• **材料问题**:
[a] 在关于盐碱土苜蓿根系细菌的原文段落中，研究者共分离鉴定出多少株细菌？
[b] 请用两句话概括关于盐碱土苜蓿根系细菌的原文段落。
[c] 把关于盐碱土苜蓿根系细菌的原文段落中的这句话译成英语：“分离得到的6株根瘤菌属（Rhizobium）细菌均为斯凯尔涅维采根瘤菌（Rhizobium skierniewicense），其中4株来自根内部，2株来自根际土。”

• **原文段落**:
● ● ● ●
为挖掘到具备多种植物促生功能的益生菌株，对盐碱土中苜蓿（Medicago sativa Linn.）的根内部、根际土及根周土的可培养细菌进行了分离和鉴定，对无机磷溶解能力、固氮能力和耐盐性均突出的优选根瘤菌菌株进行形态观察、系统分类学鉴定以及生理生化功能和植物促生能力分析。结果表明：共分离鉴定出215株细菌，其中，芽孢杆菌门（Bacillota）和假单胞菌门（Pseudomonadota）占比较高，分别为63.7%和31.6%。分离得到的6株根瘤菌属（Rhizobium）细菌均为斯凯尔涅维采根瘤菌（Rhizobium skierniewicense），其中4株来自根内部，2株来自根际土。优选菌株CNBG-PGPR-28具有一定的耐盐性，并具备自生固氮与无机磷溶解能力，还具有多种生理生化功能，能够代谢甘油、D-阿拉伯糖等37种可发酵糖类化合物，并具有碱性磷酸盐酶、酯酶等9种生物酶活性。促生实验结果显示：CNBG-PGPR-28对盐碱土中的苜蓿（宿主）及栽培土中的生菜（Lactuca sativa var. ramosa Hort.）（非宿主）均具有促生作用，且对生菜的促生作用极显著（P＜0.01）。综上所述，盐碱土中苜蓿的根系微环境细菌种类丰富，芽孢杆菌门为绝对优势菌群；斯凯尔涅维采根瘤菌与苜蓿呈现内共生关系，其中，CNBG-PGPR-28不仅对盐碱土中的苜蓿具有促生能力，更是具备广谱应用潜力的多功能促生菌株。
● ● ● ●
• **相关信息**:
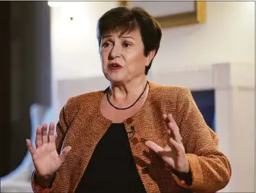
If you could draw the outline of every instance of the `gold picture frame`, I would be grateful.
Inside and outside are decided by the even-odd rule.
[[[129,6],[130,1],[119,1],[119,6]],[[154,15],[153,15],[154,16]],[[162,27],[173,27],[196,23],[202,23],[206,20],[206,1],[195,1],[193,12],[182,12],[155,17]]]

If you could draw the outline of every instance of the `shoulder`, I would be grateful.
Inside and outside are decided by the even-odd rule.
[[[65,108],[77,108],[85,105],[91,104],[98,100],[101,100],[104,94],[104,90],[98,90],[83,93],[69,98],[65,104]]]
[[[165,85],[150,82],[151,93],[154,98],[166,98],[170,100],[184,100],[191,98],[191,91],[188,87]]]
[[[104,95],[104,90],[90,92],[69,98],[63,106],[64,117],[67,123],[72,121],[80,110],[90,111],[99,103]]]

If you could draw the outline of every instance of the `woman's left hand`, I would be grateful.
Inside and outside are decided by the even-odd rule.
[[[163,119],[166,122],[168,134],[167,145],[163,148],[151,141],[147,141],[145,145],[161,156],[173,170],[181,173],[189,173],[189,165],[179,129],[171,114],[163,114]]]

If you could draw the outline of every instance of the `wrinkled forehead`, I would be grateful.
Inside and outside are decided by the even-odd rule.
[[[115,25],[114,22],[108,26],[104,26],[101,30],[101,37],[103,38],[109,35],[132,35],[137,31],[140,31],[140,27],[137,22],[129,22],[121,25]]]

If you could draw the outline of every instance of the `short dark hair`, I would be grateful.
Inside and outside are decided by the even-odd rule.
[[[109,32],[130,33],[140,29],[144,45],[144,55],[148,56],[152,50],[156,55],[162,32],[159,23],[148,12],[140,7],[127,8],[124,6],[113,8],[106,12],[98,21],[97,38],[101,46],[101,37]],[[146,67],[148,74],[153,59]]]

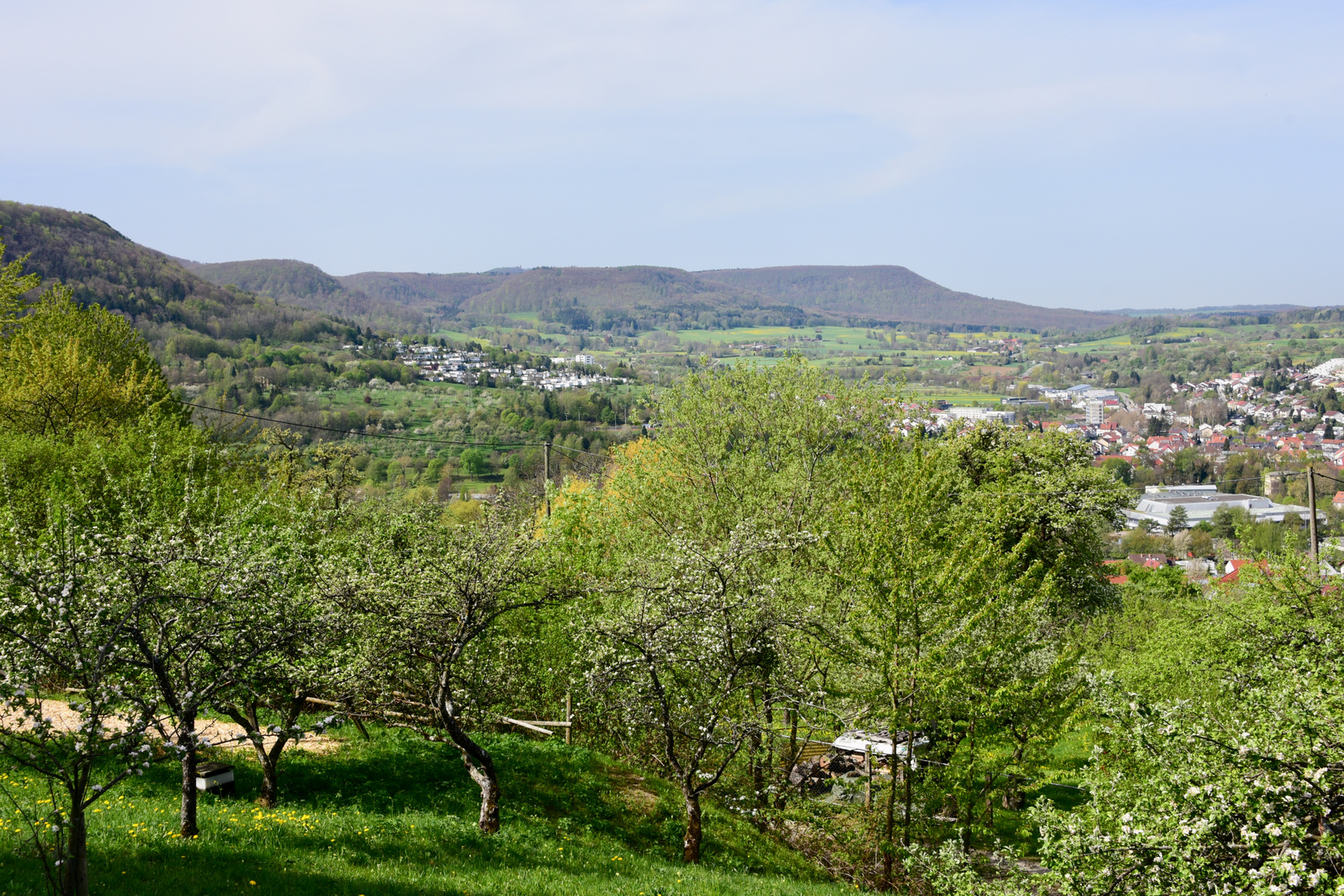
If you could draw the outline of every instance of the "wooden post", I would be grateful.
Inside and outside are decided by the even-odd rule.
[[[542,463],[546,478],[546,482],[543,485],[543,488],[546,489],[546,517],[550,519],[551,516],[551,443],[550,442],[542,442]]]
[[[1316,469],[1310,465],[1306,466],[1306,504],[1310,506],[1312,519],[1308,525],[1308,532],[1312,539],[1312,575],[1321,574],[1320,559],[1316,556]]]

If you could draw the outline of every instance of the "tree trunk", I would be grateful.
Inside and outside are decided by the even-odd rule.
[[[179,833],[184,840],[195,837],[196,827],[196,713],[183,713],[177,746],[181,754],[181,813]]]
[[[895,737],[891,740],[895,744]],[[871,760],[871,756],[870,756]],[[909,776],[909,775],[907,775]],[[896,751],[891,751],[891,786],[887,787],[887,830],[882,842],[882,884],[883,892],[895,887],[892,864],[896,856]]]
[[[704,832],[700,827],[700,794],[695,793],[692,785],[681,785],[681,795],[685,797],[685,837],[681,840],[681,860],[689,865],[700,861],[700,841]]]
[[[261,729],[261,704],[257,701],[245,704],[226,704],[220,707],[223,712],[238,723],[238,727],[247,735],[253,750],[257,752],[257,762],[261,764],[261,795],[257,803],[265,809],[274,809],[280,803],[280,755],[289,743],[289,729],[298,720],[304,700],[296,697],[288,711],[281,716],[281,729],[276,735],[276,743],[266,748],[266,739]],[[362,728],[363,729],[363,728]],[[364,735],[368,737],[368,735]]]
[[[270,750],[266,750],[265,743],[253,742],[261,763],[261,795],[257,803],[265,809],[274,809],[280,803],[280,752],[288,740],[285,735],[277,735]]]
[[[83,799],[71,795],[70,829],[66,836],[65,868],[62,883],[66,896],[89,896],[89,827],[85,819]]]
[[[466,774],[481,789],[481,833],[493,834],[500,829],[500,782],[495,774],[495,762],[478,743],[466,736],[453,716],[441,712],[441,717],[448,728],[448,736],[453,739],[462,754]]]

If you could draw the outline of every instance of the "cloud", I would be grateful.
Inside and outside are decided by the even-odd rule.
[[[444,140],[482,114],[523,130],[844,116],[956,153],[1285,110],[1336,128],[1344,109],[1340,17],[1310,4],[130,1],[11,20],[59,35],[0,62],[30,110],[54,113],[47,150],[181,165],[337,125],[353,148],[384,130]]]

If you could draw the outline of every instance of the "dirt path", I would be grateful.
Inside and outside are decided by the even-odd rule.
[[[42,701],[42,715],[51,719],[52,724],[62,731],[74,731],[79,725],[79,713],[73,712],[70,705],[62,703],[60,700],[43,700]],[[8,725],[17,721],[17,716],[9,716],[0,719],[0,725]],[[120,720],[109,720],[108,728],[113,731],[124,731],[125,723]],[[243,750],[249,755],[255,755],[251,743],[243,739],[242,725],[234,721],[226,721],[223,719],[203,719],[196,723],[196,735],[210,740],[211,744],[220,744],[222,742],[233,742],[223,744],[224,750]],[[276,735],[262,735],[262,743],[274,743]],[[321,735],[306,735],[302,740],[290,740],[285,744],[285,750],[304,750],[316,754],[329,754],[339,747],[339,742],[324,737]]]

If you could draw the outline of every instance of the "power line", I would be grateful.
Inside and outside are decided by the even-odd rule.
[[[233,414],[234,416],[241,416],[247,420],[263,420],[266,423],[280,423],[281,426],[297,426],[305,430],[319,430],[321,433],[337,433],[345,437],[360,437],[360,438],[379,438],[379,439],[392,439],[396,442],[421,442],[425,445],[448,445],[448,446],[472,446],[472,447],[540,447],[543,442],[450,442],[446,439],[426,439],[417,435],[394,435],[391,433],[353,433],[351,430],[337,430],[331,426],[317,426],[314,423],[296,423],[293,420],[278,420],[273,416],[261,416],[258,414],[243,414],[242,411],[230,411],[222,407],[210,407],[208,404],[195,404],[194,402],[184,402],[181,399],[173,399],[179,404],[185,404],[187,407],[196,407],[203,411],[215,411],[216,414]]]
[[[316,430],[316,431],[320,431],[320,433],[336,433],[337,435],[343,435],[343,437],[347,437],[347,438],[348,437],[379,438],[379,439],[391,439],[394,442],[418,442],[421,445],[445,445],[445,446],[449,446],[449,447],[496,447],[496,449],[499,449],[499,447],[543,447],[546,445],[544,442],[465,442],[465,441],[449,441],[449,439],[426,439],[426,438],[421,438],[421,437],[417,437],[417,435],[395,435],[392,433],[355,433],[355,431],[351,431],[351,430],[337,430],[337,429],[331,427],[331,426],[317,426],[316,423],[297,423],[294,420],[281,420],[281,419],[277,419],[277,418],[273,418],[273,416],[261,416],[259,414],[246,414],[243,411],[230,411],[230,410],[222,408],[222,407],[210,407],[208,404],[196,404],[195,402],[184,402],[183,399],[177,399],[177,398],[175,398],[172,400],[177,402],[179,404],[185,404],[187,407],[195,407],[195,408],[202,410],[202,411],[214,411],[216,414],[231,414],[233,416],[241,416],[241,418],[247,419],[247,420],[261,420],[263,423],[278,423],[281,426],[294,426],[294,427],[298,427],[298,429]],[[587,457],[595,457],[595,458],[606,459],[605,454],[595,454],[593,451],[585,451],[582,449],[570,447],[567,445],[560,445],[559,442],[552,442],[551,447],[552,449],[558,449],[560,451],[573,451],[575,454],[586,454]],[[1306,476],[1306,472],[1305,470],[1290,470],[1290,472],[1284,472],[1284,473],[1274,473],[1274,476],[1278,476],[1278,477]],[[1324,473],[1317,473],[1316,476],[1320,476],[1320,477],[1327,478],[1327,480],[1332,480],[1335,482],[1344,482],[1344,480],[1337,480],[1337,478],[1335,478],[1332,476],[1327,476]],[[1218,485],[1231,485],[1234,482],[1243,482],[1247,478],[1250,478],[1250,477],[1239,477],[1239,478],[1235,478],[1235,480],[1220,480],[1220,481],[1215,481],[1215,482],[1203,482],[1202,485],[1214,485],[1214,486],[1218,486]],[[1175,488],[1180,488],[1180,486],[1175,486]],[[1001,496],[1001,497],[1058,497],[1060,494],[1081,494],[1081,493],[1085,493],[1085,492],[1081,490],[1081,489],[1058,489],[1058,490],[1054,490],[1054,492],[981,492],[981,494],[993,494],[993,496]]]

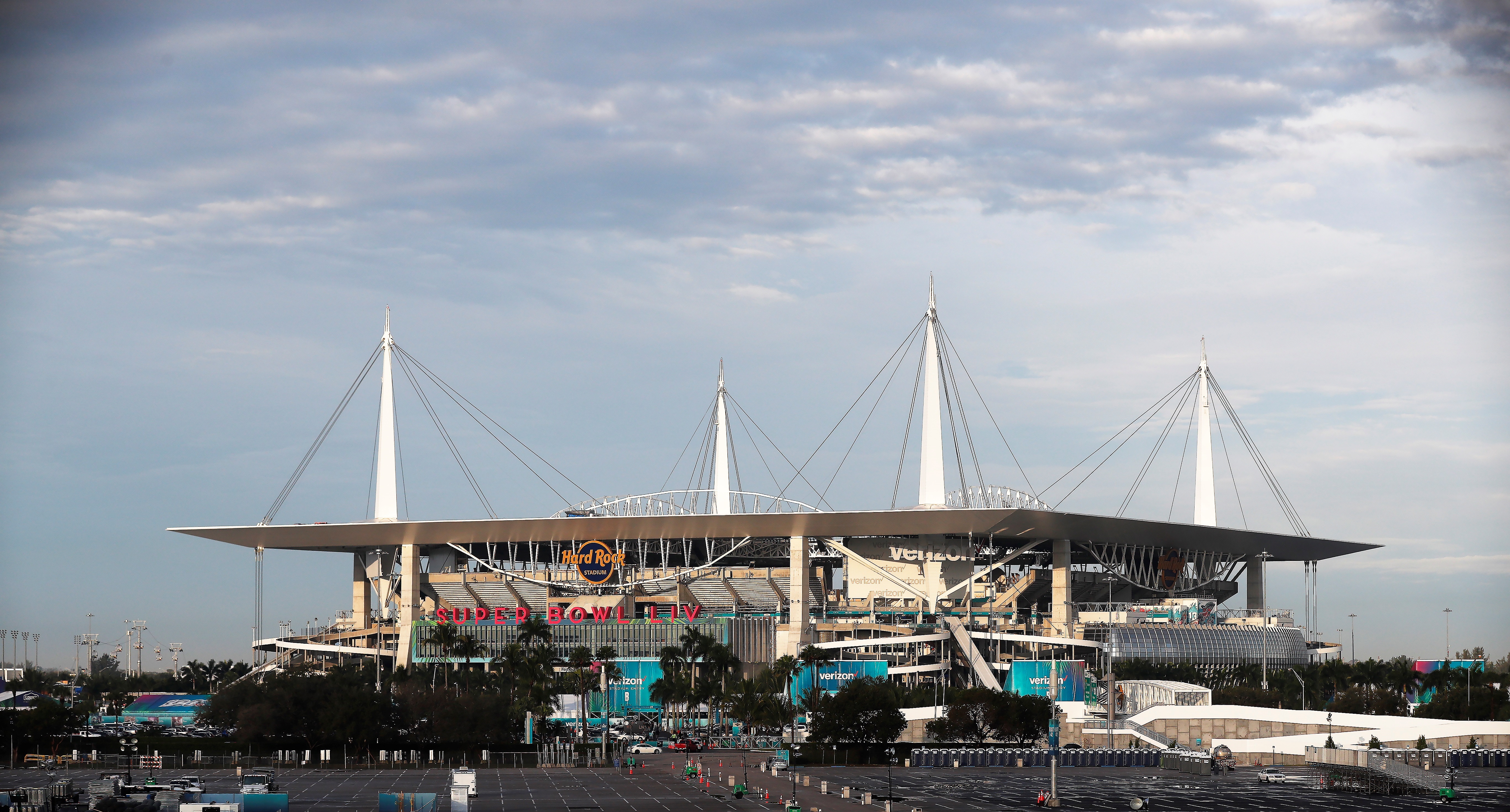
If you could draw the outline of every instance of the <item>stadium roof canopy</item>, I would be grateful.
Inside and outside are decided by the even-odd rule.
[[[1268,551],[1274,561],[1318,561],[1380,545],[1226,527],[1154,522],[1025,509],[911,509],[817,513],[571,516],[547,519],[365,521],[249,527],[171,527],[248,548],[356,552],[394,545],[580,542],[612,539],[743,539],[787,536],[974,534],[997,540],[1071,539],[1179,548],[1235,557]]]

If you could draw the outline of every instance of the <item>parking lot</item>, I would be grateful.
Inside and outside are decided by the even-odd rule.
[[[713,785],[687,782],[680,774],[681,758],[651,756],[651,764],[633,776],[616,770],[556,768],[556,770],[479,770],[479,797],[471,809],[498,810],[740,810],[773,807],[781,797],[790,797],[788,774],[773,779],[758,770],[750,771],[749,786],[770,791],[772,804],[755,798],[734,800],[726,780],[740,768],[738,755],[728,752],[702,753],[705,773]],[[719,762],[723,767],[719,767]],[[1253,770],[1238,770],[1225,777],[1197,777],[1151,768],[1066,768],[1060,771],[1059,789],[1063,809],[1123,810],[1134,795],[1151,798],[1157,810],[1287,810],[1287,809],[1422,809],[1436,804],[1427,795],[1362,797],[1315,789],[1318,771],[1287,770],[1288,783],[1259,783]],[[5,774],[8,783],[17,773]],[[236,773],[213,770],[198,773],[205,791],[234,792]],[[177,773],[166,773],[175,777]],[[279,773],[279,783],[290,794],[290,806],[299,810],[376,809],[379,792],[436,792],[442,798],[448,788],[447,770],[288,770]],[[876,767],[815,767],[797,770],[797,800],[805,810],[823,812],[882,809],[886,794],[886,770]],[[800,786],[806,776],[811,786]],[[818,794],[818,782],[830,783],[830,794]],[[840,797],[841,786],[852,786],[853,798]],[[1048,788],[1048,770],[1013,768],[911,768],[892,770],[891,786],[898,800],[892,809],[911,810],[974,810],[1025,809],[1034,806],[1040,789]],[[876,806],[862,807],[859,794],[874,794]],[[1462,809],[1510,809],[1510,771],[1468,770],[1459,780]],[[439,803],[441,810],[448,801]]]

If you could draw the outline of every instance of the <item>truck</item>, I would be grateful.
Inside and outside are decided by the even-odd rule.
[[[471,767],[451,770],[451,786],[467,786],[467,797],[477,797],[477,771]]]

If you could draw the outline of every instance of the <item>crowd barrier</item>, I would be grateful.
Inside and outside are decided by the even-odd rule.
[[[1158,767],[1163,750],[1134,747],[1072,749],[1059,752],[1060,767]],[[914,767],[1048,767],[1052,753],[1040,749],[1013,747],[942,747],[912,752]]]

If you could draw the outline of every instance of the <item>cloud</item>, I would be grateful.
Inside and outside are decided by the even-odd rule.
[[[761,285],[732,285],[729,293],[750,302],[790,302],[791,294]]]
[[[1415,575],[1421,580],[1442,575],[1510,575],[1510,555],[1433,555],[1422,552],[1413,558],[1373,558],[1364,554],[1326,561],[1323,566],[1344,572]]]

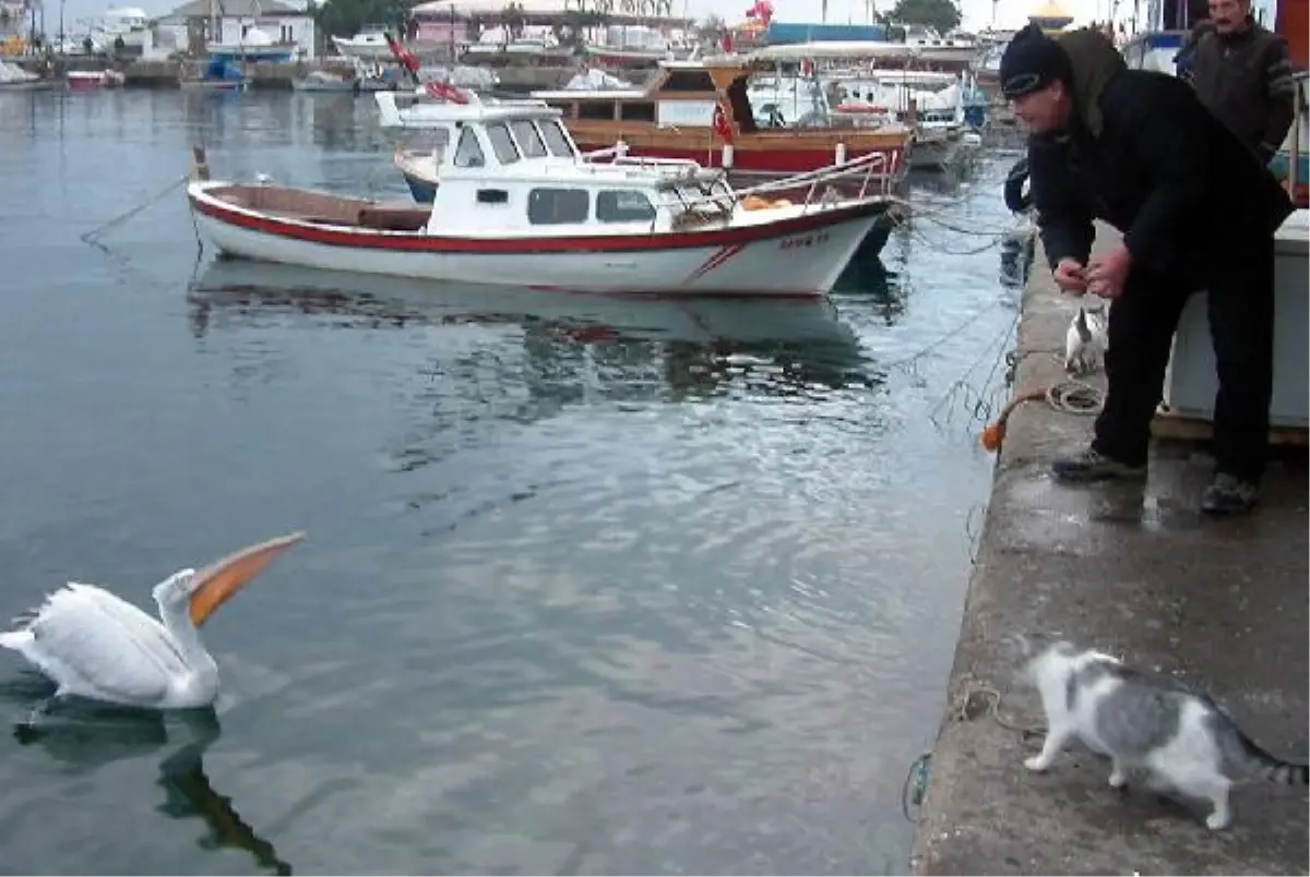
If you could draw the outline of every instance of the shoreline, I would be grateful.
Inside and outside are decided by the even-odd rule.
[[[1098,230],[1096,249],[1114,240]],[[1058,353],[1076,301],[1040,242],[1024,291],[1014,395],[1066,380]],[[1103,373],[1086,378],[1104,387]],[[1271,462],[1258,510],[1208,520],[1201,445],[1155,442],[1142,484],[1065,487],[1051,457],[1093,418],[1032,402],[1009,423],[934,745],[910,873],[1296,874],[1310,860],[1305,788],[1233,793],[1235,822],[1107,785],[1108,764],[1074,745],[1045,774],[1022,766],[1044,736],[1036,694],[1015,683],[1010,634],[1062,635],[1212,694],[1269,751],[1310,753],[1310,473]]]

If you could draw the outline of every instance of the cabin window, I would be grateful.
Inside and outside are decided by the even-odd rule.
● ● ● ●
• **各题解答**:
[a] 共分离鉴定出215株细菌。

[b] 研究从盐碱土苜蓿的根内部、根际土和根周土中分离鉴定出215株细菌，其中芽孢杆菌门占优势，6株根瘤菌属细菌均为斯凯尔涅维采根瘤菌。优选菌株CNBG-PGPR-28具有耐盐、自生固氮和溶解无机磷等多种功能，对苜蓿和生菜均有促生作用，具备广谱应用潜力。

[c] The six isolated strains of the genus Rhizobium were all Rhizobium skierniewicense, of which four came from the root interior and two from the rhizosphere soil.